**Given task 1:**
Please answer these from the thread on Polish short forms, one line each and marked (a), (b), (c):
(a) How does dn88 think those forms would be considered in the context the first post asks about?
(b) What does dn88 assume "myśmy" is a contracted version of?
(c) According to ryba, what does "Tyś to zrobił" sound more like than the neutral "Ty to zrobiłeś"?
**Given task 2:**
Write the next part of the thread on Polish short forms, picking up after its final sentence.

**Page text:**
————

# Tyś, myśmy...



## slavic_one

I have seen these short variations of "ty jesteś" and "my jesteśmy". Are those literaly correct and free to use, and is there also some fore other persons (I guess there could be for 2nd pl. wyście, but for other can't tell I have ideas) ?


----------



## dn88

I think those forms would be considered archaic in the context you're talking about. I'd never use them in that way unless I wanted to sound funny.

"myśmy" is, however, often used in constructions such as (and here it means something different):
_
Myśmy to zrobili._

The statement above is equivalent to:

_Zrobliliśmy to./My to zrobiliśmy.
_
I assume it's a contracted version of "my żeśmy" and it's really common.

The same rule applies to "wyście":_

Wyście to zrobli. = Zrobiliście to./Wy to zrobiliście.

_Generally speaking, in most cases, you can "take" the _śmy/ście _part from the ending of a verb and "connect" it to _my/wy_.

Hope that gives you a starting point, if not confuses you even more.


----------



## ryba

dn88 said:


> I think those forms would be considered archaic in the context you're talking about. I'd never use them in that way unless I wanted to sound funny.


I agree.

They can also sound more dramatic than other forms and thus have a bigger expressive potential. That's why, let's say,

_Tyś to zrobił._

sounds more like a reproach than the neutral

_Ty to zrobiłeś._

_Ty to zrobiłeś_ would need "_To_" to convey the approximate meaning of _Tyś to zrobił_: _To ty to zrobiłeś_ (= It was you who did it.).

————

**Provided material:**
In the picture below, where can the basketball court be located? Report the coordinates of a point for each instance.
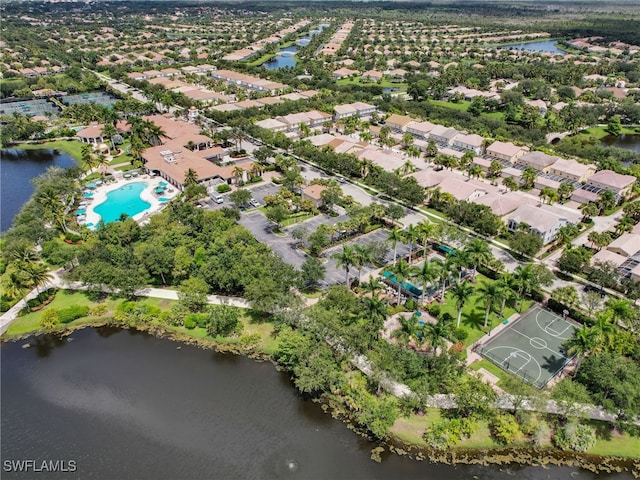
(532, 346)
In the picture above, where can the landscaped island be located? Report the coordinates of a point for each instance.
(417, 222)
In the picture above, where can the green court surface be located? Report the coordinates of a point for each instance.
(531, 347)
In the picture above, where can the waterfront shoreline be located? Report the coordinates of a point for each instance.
(338, 410)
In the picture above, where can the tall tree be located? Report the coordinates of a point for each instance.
(461, 293)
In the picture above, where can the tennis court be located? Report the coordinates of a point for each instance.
(531, 347)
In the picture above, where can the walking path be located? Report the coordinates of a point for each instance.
(58, 282)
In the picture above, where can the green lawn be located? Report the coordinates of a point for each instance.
(599, 132)
(71, 147)
(473, 312)
(463, 105)
(384, 83)
(65, 298)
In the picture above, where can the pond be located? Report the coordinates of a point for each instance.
(626, 141)
(286, 56)
(548, 46)
(126, 405)
(18, 167)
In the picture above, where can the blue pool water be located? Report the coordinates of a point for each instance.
(125, 199)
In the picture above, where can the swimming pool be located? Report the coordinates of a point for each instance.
(125, 199)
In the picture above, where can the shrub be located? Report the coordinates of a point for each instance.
(72, 237)
(574, 436)
(49, 318)
(98, 310)
(434, 309)
(460, 334)
(72, 312)
(504, 428)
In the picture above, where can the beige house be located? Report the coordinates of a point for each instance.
(506, 151)
(539, 161)
(314, 194)
(572, 170)
(610, 180)
(626, 245)
(399, 123)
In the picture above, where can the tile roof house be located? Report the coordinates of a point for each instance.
(572, 170)
(461, 190)
(627, 244)
(471, 142)
(503, 204)
(506, 151)
(542, 221)
(539, 161)
(443, 135)
(399, 123)
(428, 178)
(610, 180)
(272, 125)
(605, 255)
(420, 129)
(314, 194)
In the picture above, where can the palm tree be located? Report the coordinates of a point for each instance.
(427, 230)
(479, 253)
(237, 173)
(395, 236)
(427, 273)
(461, 293)
(435, 333)
(604, 332)
(362, 256)
(109, 131)
(346, 259)
(446, 268)
(412, 234)
(38, 275)
(190, 177)
(580, 344)
(377, 313)
(411, 329)
(507, 285)
(523, 279)
(621, 309)
(401, 270)
(373, 286)
(490, 294)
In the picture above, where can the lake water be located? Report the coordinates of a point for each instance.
(126, 405)
(629, 142)
(17, 168)
(286, 56)
(549, 46)
(123, 200)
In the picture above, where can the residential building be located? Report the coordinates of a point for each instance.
(420, 129)
(541, 220)
(471, 142)
(572, 170)
(398, 123)
(443, 135)
(610, 180)
(506, 151)
(314, 194)
(627, 244)
(539, 161)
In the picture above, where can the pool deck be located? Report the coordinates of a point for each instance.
(100, 195)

————

**Output 1:**
(a) As archaic.
(b) "my żeśmy"
(c) A reproach.

**Output 2:**
I guess the construction has this value because

1. it is archaic

2. the stress is put on the gramatical person to a bigger degree than in other structures due to two facts:
a) it always appears in the beginning
b) it is reacher in meaning than the simple "ty" as it has the -ś part that prepares the listener to listen the resting part knowing beforehand what kind of verbal tense they should expect so they are more focused on the meaning.

That's what has occurred to me. Let's see what others say.

Cheers!


----------



## slavic_one

Thank you, guys!
I think I get the piont, and I guess there's no such form for ja, on/ona/ono and oni/one/ona then.


----------



## njumi

slavic_one said:


> Thank you, guys!
> I think I get the piont, and I guess there's no such form for ja, on/ona/ono and oni/one/ona then.



For _ja _you can use the form _jam_: _jam to zrobił_... in the case of _on/ona/ono_, _oni/one_ I can't find any forms that match the pattern (probably they don't exist).


----------



## slavic_one

njumi said:


> For _ja _you can use the form _jam_: _jam to zrobił_... in the case of _on/ona/ono_, _oni/one_ I can't find any forms that match the pattern (probably they don't exist).


"Jam" sounds a bit strange to me, but thanks!


----------



## CapnPrep

njumi said:


> For _ja _you can use the form _jam_: _jam to zrobił_... in the case of _on/ona/ono_, _oni/one_ I can't find any forms that match the pattern (probably they don't exist).


The third person ending is ∅ so there is nothing to move around. I.e., _ja*m*_ (_jeste*m*_, _byłe*m*_), _ty*ś*_ (_jeste*ś*_, _byłe*ś*_), _on_-∅ (_jest_-∅, _był_-∅).

These endings don't just go with verbs and subject pronouns. They sometimes appear on other words, especially adverbs and question words (see also _żeśmy_ mentioned by dn88 above). These examples are from Swan's grammar (p. 255):


_Dlaczego*ś*_ tak wcześnie wstała? Why did you get up so early? 
_Trochę*śmy*_ się niepokoili. We were somewhat concerned. 
_Juże*m*_ ci powiedział. I've already told you.
_Gdzie*ście*_ byli cały dzień? Where have you been all day?
He says these are colloquial/dialectal (particularly southern Polish), sometimes archaic or odd, and should not be imitated by learners.


----------



## ryba

I second everything said by CapnPrep.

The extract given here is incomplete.